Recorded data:

+++++

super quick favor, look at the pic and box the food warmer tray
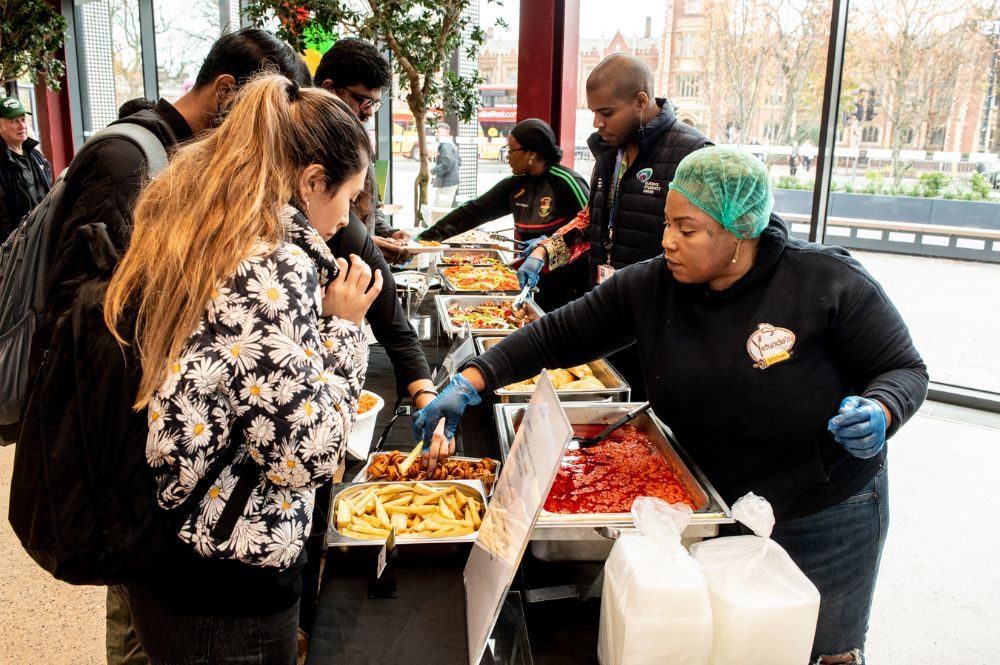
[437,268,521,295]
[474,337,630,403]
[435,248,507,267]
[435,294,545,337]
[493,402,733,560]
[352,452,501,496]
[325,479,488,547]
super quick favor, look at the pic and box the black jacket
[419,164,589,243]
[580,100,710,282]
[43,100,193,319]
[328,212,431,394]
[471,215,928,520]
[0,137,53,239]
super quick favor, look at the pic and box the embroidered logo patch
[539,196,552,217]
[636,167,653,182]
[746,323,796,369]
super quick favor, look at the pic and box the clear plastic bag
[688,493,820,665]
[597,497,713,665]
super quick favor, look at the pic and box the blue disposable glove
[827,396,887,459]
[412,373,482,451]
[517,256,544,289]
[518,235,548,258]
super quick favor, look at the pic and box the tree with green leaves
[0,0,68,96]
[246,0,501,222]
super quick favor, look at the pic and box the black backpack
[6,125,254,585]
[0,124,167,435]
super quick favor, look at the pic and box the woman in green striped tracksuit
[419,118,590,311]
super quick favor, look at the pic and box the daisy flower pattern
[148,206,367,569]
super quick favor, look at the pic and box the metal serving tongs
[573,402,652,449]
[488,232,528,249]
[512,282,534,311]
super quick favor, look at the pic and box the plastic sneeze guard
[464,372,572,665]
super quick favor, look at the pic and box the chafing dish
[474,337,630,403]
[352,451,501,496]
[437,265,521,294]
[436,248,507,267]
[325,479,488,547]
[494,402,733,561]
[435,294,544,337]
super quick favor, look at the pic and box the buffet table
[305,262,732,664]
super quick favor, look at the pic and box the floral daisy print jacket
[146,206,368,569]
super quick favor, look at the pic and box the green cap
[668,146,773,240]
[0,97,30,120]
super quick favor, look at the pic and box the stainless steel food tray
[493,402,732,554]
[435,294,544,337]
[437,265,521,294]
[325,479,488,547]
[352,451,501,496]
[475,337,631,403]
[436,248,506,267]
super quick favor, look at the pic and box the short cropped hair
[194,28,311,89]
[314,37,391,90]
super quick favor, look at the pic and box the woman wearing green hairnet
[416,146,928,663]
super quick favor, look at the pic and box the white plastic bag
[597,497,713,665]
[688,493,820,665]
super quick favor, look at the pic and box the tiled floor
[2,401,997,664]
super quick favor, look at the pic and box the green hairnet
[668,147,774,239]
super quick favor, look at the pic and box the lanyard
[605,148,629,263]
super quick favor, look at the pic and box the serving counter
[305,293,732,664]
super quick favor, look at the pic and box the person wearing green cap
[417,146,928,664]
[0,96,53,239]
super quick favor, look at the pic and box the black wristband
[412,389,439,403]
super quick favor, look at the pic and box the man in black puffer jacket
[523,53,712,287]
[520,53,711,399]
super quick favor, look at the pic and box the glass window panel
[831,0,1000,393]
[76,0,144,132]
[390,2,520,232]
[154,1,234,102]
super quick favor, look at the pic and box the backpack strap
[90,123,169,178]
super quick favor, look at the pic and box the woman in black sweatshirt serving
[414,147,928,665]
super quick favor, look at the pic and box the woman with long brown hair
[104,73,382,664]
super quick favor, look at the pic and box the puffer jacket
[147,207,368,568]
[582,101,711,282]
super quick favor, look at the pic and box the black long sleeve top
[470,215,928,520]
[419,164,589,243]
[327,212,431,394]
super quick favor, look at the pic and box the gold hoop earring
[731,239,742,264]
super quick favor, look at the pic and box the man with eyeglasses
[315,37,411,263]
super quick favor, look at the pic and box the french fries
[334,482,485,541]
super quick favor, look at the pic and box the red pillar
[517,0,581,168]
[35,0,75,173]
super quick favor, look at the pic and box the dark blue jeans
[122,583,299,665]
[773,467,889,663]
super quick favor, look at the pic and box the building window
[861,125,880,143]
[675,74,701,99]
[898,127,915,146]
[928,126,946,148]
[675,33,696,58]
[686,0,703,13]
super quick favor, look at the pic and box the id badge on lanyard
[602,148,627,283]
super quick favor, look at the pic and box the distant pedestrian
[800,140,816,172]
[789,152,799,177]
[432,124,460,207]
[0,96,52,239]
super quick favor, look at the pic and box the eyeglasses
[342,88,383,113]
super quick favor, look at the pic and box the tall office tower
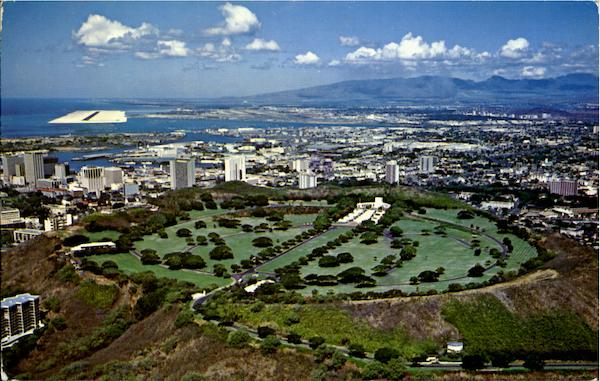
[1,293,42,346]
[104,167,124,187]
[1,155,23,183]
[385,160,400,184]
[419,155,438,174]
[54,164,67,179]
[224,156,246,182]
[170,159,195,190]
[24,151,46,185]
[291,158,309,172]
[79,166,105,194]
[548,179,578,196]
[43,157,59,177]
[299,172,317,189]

+++++

• [INSTRUCTIONS FOR THE TASK]
From the first line to the last, write out the data exactly, dropping any pictures.

• [RESPONSE AREA]
super quick favor, look at the pic and box the food warmer tray
[437,268,521,295]
[474,337,630,403]
[435,248,507,267]
[435,294,545,337]
[493,402,733,560]
[352,452,501,496]
[325,479,488,547]
super quick favor, look at the pic and box the black jacket
[419,164,589,243]
[580,100,710,282]
[43,100,193,319]
[328,212,431,394]
[471,215,928,520]
[0,137,53,239]
super quick favor, look at the pic and box the embroidered logo patch
[539,196,552,217]
[636,167,653,182]
[746,323,796,369]
super quick favor, look at the pic and box the clear plastic bag
[688,493,820,665]
[597,497,713,665]
super quick favor, look at the pic and box the blue disposable glove
[827,396,887,459]
[412,373,482,451]
[517,256,544,289]
[518,235,548,258]
super quick favor, look at the pic and box the tree with green leaves
[0,0,68,96]
[246,0,501,222]
super quick favor, look at the pic and box the black backpack
[6,125,254,585]
[0,124,167,435]
super quick favor, look at the pic and box the woman in green striped tracksuit
[419,118,590,311]
super quick favor, look at the pic and box the daisy flower pattern
[148,206,367,569]
super quick favor, look at the pic and box the metal serving tongs
[573,402,652,449]
[488,232,528,249]
[512,282,534,311]
super quick favor, look at the pic and box the plastic sneeze guard
[464,372,572,665]
super quick favor, look at the pic and box the chafing dish
[474,337,630,403]
[352,451,501,496]
[437,265,521,294]
[436,248,507,267]
[325,479,488,547]
[494,402,733,561]
[435,294,544,337]
super quick favor, look at the pic and box the buffet table
[305,262,732,664]
super quick favor, look at the pic and box the floral daisy print jacket
[146,206,368,569]
super quick favor, look at the pic and box the green cap
[668,146,773,240]
[0,97,30,120]
super quick favor, look at the pic and box the stainless steel food tray
[493,402,732,554]
[435,294,544,337]
[437,265,521,294]
[325,479,488,547]
[352,451,501,496]
[475,337,631,403]
[436,248,506,267]
super quick favor, look at the pic and box the short cropped hair
[194,28,311,89]
[314,37,391,90]
super quick favor, look at the pic and box the woman wearing green hairnet
[416,146,928,663]
super quick favor, look at the pic and box the white plastic bag
[597,497,713,665]
[688,493,820,665]
super quick favor, look at the pic and box the tiled floor
[2,401,997,664]
super quick favor, look at the pic and box the green hairnet
[668,147,774,239]
super quick favor, look at the pic and box the lanyard
[605,148,629,263]
super quick favor, look at the pic and box the serving counter
[305,293,732,664]
super quick favor, look at the pic and box the person wearing green cap
[417,146,928,664]
[0,96,53,239]
super quick favor, look at the pic and box the black wristband
[412,389,439,403]
super quick favor, look at the pic and box the man in black puffer jacket
[523,53,712,287]
[520,53,711,399]
super quick favor, look at the pic and box the glass window panel
[831,0,1000,393]
[76,0,144,132]
[390,2,520,232]
[154,1,234,102]
super quick favor, look at the pic and box the backpack strap
[90,123,169,178]
super quick favor, look at the pic and box the woman in black sweatshirt serving
[414,147,928,665]
super quick favor, look at the pic and box the woman with long brown hair
[104,73,382,664]
super quick favor, look at the pic and box the puffer jacket
[147,207,368,568]
[582,101,711,282]
super quick favor, look at the pic and box the black long sleeve top
[470,215,928,520]
[419,164,589,243]
[327,212,431,394]
super quick favor, look at the pic and box the gold hoop earring
[731,239,742,264]
super quick favor, look at the pic and box the man with eyeglasses
[315,37,411,263]
super quick favor, look at the pic and box the french fries
[334,482,485,541]
super quick favor, look at the pic and box the red pillar
[517,0,581,168]
[35,0,75,173]
super quick favor, look at the pic and box the dark blue jeans
[122,583,299,665]
[773,467,889,663]
super quick favor, look at the pic and box the building window
[861,125,880,143]
[675,74,701,99]
[898,127,915,146]
[928,126,946,148]
[675,33,696,58]
[686,0,703,13]
super quick favor, look at the pic and box the id badge on lanyard
[602,148,627,283]
super quick favor, look at the pic and box the distant pedestrian
[800,140,816,172]
[789,152,799,177]
[432,124,460,207]
[0,96,52,239]
super quick favor, look at the pic and box the eyeglasses
[342,88,383,113]
super quick favor, look at the pic and box the tall office tower
[1,293,42,346]
[104,167,124,187]
[1,155,23,183]
[385,160,400,184]
[419,155,438,174]
[54,164,67,179]
[224,156,246,182]
[170,159,195,190]
[24,151,46,185]
[291,158,309,172]
[79,166,105,194]
[548,179,578,196]
[43,157,59,177]
[299,172,317,189]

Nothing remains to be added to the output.